Tarea ▸
Por favor, escribe otra vez el tramo del texto sobre la decadencia institucional de EEUU que va desde "Pero con Donald" hasta "durante su mandato.", pero cambia "un país extranjero" por "una potencia extranjera".

Fragmento para leer ▸
····················

La decadencia institucional de los EEUU no es una novedad. En la década de los años 60, a poco de que Dwight Eisenhower denunciara  el poderío del complejo militar industrial y su perversa influencia en la política del país, en el lapso de seis años,  murieron asesinados el presidente John Kennedy,  el ex fiscal general y candidato a presidente Robert Kennedy y el líder afroamericano Martin King.

Una época brutal en la que quedó en claro qué poco tenía de realidad la afamada  “democracia americana”. Ya en los 70  se asistió  al vergonzoso escándalo de espionaje político de “Watergate”, que  causó la renuncia del presidente Richard Nixon, e inauguró la era de los “gates” para los sucesivos  episodios de mentira y  corrupción “urbi et orbi”.

La cosa pareció calmarse cuando el comienzo de la globalización entronó a Ronald Reagan, George Bush padre, Bill Clinton y Bush hijo en las sucesivas presidencias. Aunque la segunda presidencia de  éste último se logró a través de un indiscutido fraude, mediante la complicidad de su hermano, por lo que hubo que recompensar al perdedor, Al Gore, con un premio Nobel de la Paz, que parece ser un remedio que los norteamericanos tiene para situaciones de emergencia.

Era la época de oro del dominio norteamericano, frente a la decadencia e  implosión soviética, cuando se oyó el canto al “final de la historia”. Sin embargo  ese canto era en realidad el “canto del cisne” y la pretendida hegemonía definitiva norteamericana se vino abajo como un castillo de naipes (house of cards), cuando el aparatoso esquema financiero, montado al calor de la globalización, demostró ser no más que  un armado fraudulento.

Ya el otorgamiento (de emergencia) a Barack Obama del premio Nobel ¡de la Paz! apareció como un esfuerzo, patético, para dotar al primer magistrado de un glamour, que el hecho de ser  el primer presidente afroamericano parecía no hacerle alcanzar, frente a la debacle económica financiera  que despuntaba.

Pero con Donald Trump la decadencia institucional  volvió como una recaída, la que sí parece ser definitiva. Nunca antes un presidente recién elegido fue víctima de ataques tan explícitos y graves (connivencia con un país extranjero para hacer fraude) a partir del día mismo de su triunfo electoral. Ataques que se mantuvieron y agudizaron cada vez más durante su mandato.

Más que en la “trampa de Tucídides”, ante el ascenso chino,  EEUU parece estar cayendo hacia dentro de su propio lodazal institucional, cuando, a un mes de la elecciones, Trump anuncia que desconocerá los resultados, si él no gana. Además, la oposición demócrata no logró consenso para designar un oponente que al menos no sufriera de una demencia senil, que le hace confundir los datos de muertos por coronavirus en su propio país.

A tal punto se anuncia una disputa no-democrática  por la presidencia  que parece ser que  las elecciones las ganará el que logre llenar el cargo vacante en la Suprema Corte, que aparece como el canal institucional que, de ahora en más, va a determinar quién es el presidente en la “gran democracia del norte”. Se está llegando a hablar incluso de una sórdida guerra civil. Triste, solitario y, sobre todo, final.

····················

Datos proporcionados ▸
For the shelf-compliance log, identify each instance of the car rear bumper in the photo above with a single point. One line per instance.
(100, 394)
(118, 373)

····················

Respuesta ▸
Pero con Donald Trump la decadencia institucional  volvió como una recaída, la que sí parece ser definitiva. Nunca antes un presidente recién elegido fue víctima de ataques tan explícitos y graves (connivencia con una potencia extranjera para hacer fraude) a partir del día mismo de su triunfo electoral. Ataques que se mantuvieron y agudizaron cada vez más durante su mandato.